_GIVEN INSTRUCTION A_
Answer these questions from the forum thread on DataStage startup time:
(i) About how many files were cleared from the &PH& directory?
(ii) About how much startup time do the same jobs take on the development database?
(iii) How long was the Prod machine in the last post taking to start up before the DB adjustments?
_GIVEN INSTRUCTION B_
Reproduce everything in the forum thread on DataStage startup time from "So, this makes" down to "I say it!! )", word for word.

_DOCUMENT TEXT_
■ ■ ■ ■ ■
Startup time high in jobs having a DB operation

Post questions here relative to DataStage Enterprise/PX Edition for such areas as Parallel job design, Parallel datasets, BuildOps, Wrappers, etc.

Moderators: chulett, rschirm, roy

Post Reply
chetan.c
Participant
Posts: 112
Joined: Tue Jan 17, 2012 2:09 am
Location: Bangalore

Startup time high in jobs having a DB operation

Post by chetan.c »

Hi,

Startup time of parallel jobs that contain Database lookups and/or inserts is high.
Like 40 seconds for startup and production time is 5 seconds.

I read the posts here,and came across &PH& directory cleanup.There were around 1600 files which we cleared.

This did not result in any change on the start up time.

I read about time involved in establishing session,authenticating Username and password.
The same jobs on the development database takes very little starup time like around 8 to 9 seconds.
So, this makes me think that there is something about the DB that is making this happen.

I would like to know if there is someway I can find out that DB is creating the incresed startup time or atleast rule out my assumption?(Unfortunately contacting the DBA is not an option as apparently, I have to be 100% sure about what im saying before I say it!! )

Or anything on the installation box that I need to check out for.
Also some more information on start up time would be really helpful to me.

Thanks,
Chetan.C
PaulVL
Premium Member
Premium Member
Posts: 1315
Joined: Fri Dec 17, 2010 4:36 pm

Post by PaulVL »

Which Database connection method are you using?

What DBMS platform?
chulett
Charter Member
Charter Member
Posts: 43085
Joined: Tue Nov 12, 2002 4:34 pm
Location: Denver, CO

Re: Startup time high in jobs having a DB operation

Post by chulett »

chetan.c wrote:I read the posts here,and came across &PH& directory cleanup.There were around 1600 files which we cleared.

This did not result in any change on the start up time.
It wouldn't affect the "start up time" of the lookups.
chetan.c also wrote:The same jobs on the development database takes very little starup time like around 8 to 9 seconds.
I would imagine this is all about the volume of data in dev versus prod.
-craig

"You can never have too many knives" -- Logan Nine Fingers
Kryt0n
Participant
Posts: 584
Joined: Wed Jun 22, 2005 7:28 pm

Post by Kryt0n »

Could you be on DB2 by any chance? If so, there is definitely a DB setting (maybe for other DBs too) as we had our Prod machine taking 2+ minutes to start up before the DB guys made some adjustments that sped up connection.
■ ■ ■ ■ ■
_RECORD EXCERPTS_
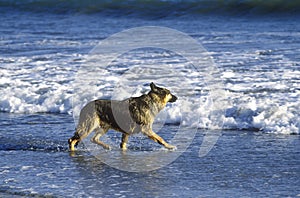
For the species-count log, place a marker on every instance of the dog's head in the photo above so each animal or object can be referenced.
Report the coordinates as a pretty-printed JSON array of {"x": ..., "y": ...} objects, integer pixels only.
[{"x": 163, "y": 93}]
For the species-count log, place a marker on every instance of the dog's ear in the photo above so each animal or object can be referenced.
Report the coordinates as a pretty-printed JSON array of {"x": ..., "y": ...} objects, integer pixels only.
[{"x": 153, "y": 87}]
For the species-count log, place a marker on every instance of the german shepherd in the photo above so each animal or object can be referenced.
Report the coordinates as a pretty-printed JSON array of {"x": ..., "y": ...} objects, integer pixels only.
[{"x": 129, "y": 116}]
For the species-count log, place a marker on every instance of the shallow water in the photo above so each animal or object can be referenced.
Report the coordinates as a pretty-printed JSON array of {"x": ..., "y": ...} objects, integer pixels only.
[
  {"x": 35, "y": 161},
  {"x": 45, "y": 47}
]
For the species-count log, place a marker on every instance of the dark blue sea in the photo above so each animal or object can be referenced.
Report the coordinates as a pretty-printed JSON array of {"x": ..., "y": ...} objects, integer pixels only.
[{"x": 234, "y": 65}]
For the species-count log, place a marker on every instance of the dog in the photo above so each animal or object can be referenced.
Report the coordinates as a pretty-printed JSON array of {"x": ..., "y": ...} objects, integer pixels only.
[{"x": 129, "y": 116}]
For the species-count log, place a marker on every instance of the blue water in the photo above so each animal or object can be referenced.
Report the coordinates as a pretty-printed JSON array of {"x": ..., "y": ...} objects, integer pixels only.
[{"x": 255, "y": 46}]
■ ■ ■ ■ ■
_COMPLETE ANSWER A_
(i) Around 1600 files.
(ii) Around 8 to 9 seconds.
(iii) 2+ minutes.

_COMPLETE ANSWER B_
So, this makes me think that there is something about the DB that is making this happen.

I would like to know if there is someway I can find out that DB is creating the incresed startup time or atleast rule out my assumption?(Unfortunately contacting the DBA is not an option as apparently, I have to be 100% sure about what im saying before I say it!! )